EXTRACTED INFORMATION:
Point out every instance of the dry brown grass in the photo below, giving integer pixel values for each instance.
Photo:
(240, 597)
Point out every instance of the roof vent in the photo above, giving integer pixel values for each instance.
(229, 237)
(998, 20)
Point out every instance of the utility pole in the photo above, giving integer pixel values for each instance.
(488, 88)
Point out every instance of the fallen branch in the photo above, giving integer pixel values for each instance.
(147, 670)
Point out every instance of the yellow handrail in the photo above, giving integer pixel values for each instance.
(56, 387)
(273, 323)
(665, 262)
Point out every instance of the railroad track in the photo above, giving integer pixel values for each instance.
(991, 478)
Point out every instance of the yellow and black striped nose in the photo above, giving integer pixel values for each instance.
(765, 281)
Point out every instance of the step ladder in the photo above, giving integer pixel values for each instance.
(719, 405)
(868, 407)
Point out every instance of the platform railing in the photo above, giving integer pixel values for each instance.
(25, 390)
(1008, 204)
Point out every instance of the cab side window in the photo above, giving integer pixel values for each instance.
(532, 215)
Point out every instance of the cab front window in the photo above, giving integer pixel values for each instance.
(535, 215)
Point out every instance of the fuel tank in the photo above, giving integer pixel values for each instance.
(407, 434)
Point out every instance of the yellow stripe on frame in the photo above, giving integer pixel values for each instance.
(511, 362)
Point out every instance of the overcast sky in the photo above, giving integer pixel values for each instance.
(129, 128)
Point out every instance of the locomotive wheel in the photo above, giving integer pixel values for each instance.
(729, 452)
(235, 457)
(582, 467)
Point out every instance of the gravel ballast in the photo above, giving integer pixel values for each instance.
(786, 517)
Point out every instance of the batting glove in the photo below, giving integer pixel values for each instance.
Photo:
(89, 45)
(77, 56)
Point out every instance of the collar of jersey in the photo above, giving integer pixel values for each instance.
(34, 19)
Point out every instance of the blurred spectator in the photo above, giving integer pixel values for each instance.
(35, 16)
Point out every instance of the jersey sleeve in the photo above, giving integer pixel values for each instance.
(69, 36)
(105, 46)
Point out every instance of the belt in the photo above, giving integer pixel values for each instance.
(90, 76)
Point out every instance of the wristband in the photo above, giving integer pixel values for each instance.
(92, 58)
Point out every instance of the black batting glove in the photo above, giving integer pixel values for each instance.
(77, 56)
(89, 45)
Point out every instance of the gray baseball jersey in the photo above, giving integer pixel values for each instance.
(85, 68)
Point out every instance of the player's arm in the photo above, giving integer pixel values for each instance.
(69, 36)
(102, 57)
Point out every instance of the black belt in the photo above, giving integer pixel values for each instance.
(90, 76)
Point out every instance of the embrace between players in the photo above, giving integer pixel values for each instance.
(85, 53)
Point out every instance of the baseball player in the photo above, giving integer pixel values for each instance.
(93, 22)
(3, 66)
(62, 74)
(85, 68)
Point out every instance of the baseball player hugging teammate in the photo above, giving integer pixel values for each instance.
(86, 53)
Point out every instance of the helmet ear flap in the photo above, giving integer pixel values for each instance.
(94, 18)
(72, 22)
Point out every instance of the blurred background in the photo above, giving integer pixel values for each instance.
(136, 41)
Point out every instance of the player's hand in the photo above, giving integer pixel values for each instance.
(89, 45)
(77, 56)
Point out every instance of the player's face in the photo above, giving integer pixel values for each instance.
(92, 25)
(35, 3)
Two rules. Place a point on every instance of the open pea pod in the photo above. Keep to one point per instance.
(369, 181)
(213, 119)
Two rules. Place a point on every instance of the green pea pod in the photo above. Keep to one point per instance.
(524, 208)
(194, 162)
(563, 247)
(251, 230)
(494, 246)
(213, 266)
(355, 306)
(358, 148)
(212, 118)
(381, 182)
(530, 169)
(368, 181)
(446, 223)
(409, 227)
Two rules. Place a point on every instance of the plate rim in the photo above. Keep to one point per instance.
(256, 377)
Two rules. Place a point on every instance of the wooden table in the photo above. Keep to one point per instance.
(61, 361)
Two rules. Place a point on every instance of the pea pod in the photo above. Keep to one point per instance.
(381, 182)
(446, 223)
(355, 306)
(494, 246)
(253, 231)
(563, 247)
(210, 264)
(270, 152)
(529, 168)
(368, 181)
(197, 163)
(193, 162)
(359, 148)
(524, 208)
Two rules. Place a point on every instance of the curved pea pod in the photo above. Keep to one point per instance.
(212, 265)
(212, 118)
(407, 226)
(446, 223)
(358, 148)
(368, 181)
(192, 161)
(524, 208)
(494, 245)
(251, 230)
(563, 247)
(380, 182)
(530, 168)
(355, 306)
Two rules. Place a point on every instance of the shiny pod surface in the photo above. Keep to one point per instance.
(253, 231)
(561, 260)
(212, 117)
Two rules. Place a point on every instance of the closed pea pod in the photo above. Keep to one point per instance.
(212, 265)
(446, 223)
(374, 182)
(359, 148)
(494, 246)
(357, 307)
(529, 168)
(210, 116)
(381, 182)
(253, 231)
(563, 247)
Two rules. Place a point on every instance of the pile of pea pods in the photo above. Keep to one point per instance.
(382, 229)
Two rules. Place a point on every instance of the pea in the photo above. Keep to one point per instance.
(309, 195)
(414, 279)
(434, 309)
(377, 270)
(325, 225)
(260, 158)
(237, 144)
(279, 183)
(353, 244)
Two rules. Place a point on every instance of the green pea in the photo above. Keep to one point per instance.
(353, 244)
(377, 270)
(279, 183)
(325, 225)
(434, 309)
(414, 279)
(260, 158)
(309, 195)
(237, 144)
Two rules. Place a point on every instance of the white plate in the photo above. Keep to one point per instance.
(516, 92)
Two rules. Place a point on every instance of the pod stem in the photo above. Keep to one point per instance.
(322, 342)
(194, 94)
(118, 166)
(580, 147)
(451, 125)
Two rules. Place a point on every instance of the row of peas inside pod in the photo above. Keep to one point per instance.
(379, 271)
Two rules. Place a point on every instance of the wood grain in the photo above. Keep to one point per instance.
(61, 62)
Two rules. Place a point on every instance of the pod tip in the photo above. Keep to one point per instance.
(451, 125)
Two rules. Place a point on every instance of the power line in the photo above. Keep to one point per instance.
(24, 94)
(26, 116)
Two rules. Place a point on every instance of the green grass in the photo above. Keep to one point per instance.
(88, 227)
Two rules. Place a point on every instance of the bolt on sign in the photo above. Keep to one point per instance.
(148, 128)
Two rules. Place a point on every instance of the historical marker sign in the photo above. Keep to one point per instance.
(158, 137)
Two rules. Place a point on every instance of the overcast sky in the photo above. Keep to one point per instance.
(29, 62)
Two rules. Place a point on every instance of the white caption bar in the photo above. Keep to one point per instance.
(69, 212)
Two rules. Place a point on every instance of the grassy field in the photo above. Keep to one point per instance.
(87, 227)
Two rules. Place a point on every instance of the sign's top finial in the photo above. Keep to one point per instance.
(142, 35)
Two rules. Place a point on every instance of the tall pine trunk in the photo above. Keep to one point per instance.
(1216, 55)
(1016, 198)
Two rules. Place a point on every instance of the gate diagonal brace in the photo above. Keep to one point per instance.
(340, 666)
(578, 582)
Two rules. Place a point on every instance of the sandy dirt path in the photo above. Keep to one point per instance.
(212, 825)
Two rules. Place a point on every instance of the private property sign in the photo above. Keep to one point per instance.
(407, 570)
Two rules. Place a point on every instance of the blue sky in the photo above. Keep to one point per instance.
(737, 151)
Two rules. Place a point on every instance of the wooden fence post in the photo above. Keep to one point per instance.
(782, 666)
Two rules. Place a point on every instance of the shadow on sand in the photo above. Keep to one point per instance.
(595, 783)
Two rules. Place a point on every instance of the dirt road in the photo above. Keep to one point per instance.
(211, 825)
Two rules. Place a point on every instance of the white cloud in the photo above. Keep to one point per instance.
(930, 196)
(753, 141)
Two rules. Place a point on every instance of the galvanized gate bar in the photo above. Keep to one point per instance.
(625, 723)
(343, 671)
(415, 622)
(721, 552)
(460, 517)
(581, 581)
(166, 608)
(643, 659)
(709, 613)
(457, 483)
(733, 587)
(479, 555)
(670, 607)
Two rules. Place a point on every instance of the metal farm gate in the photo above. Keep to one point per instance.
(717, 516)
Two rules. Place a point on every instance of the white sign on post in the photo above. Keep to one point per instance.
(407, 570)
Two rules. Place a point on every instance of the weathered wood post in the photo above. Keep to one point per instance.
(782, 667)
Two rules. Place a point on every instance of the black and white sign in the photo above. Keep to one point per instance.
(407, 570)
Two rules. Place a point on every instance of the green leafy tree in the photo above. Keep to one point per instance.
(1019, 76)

WHAT YOU SHOULD DO: Note which lines carry the word "below" in the material, then copy each of them.

RESPONSE TO THE TASK:
Point out every instance of the dry brown grass in the photo below, giving integer pixel values for each instance.
Point out every instance of the batting glove in the photo below, giving integer pixel values for each instance.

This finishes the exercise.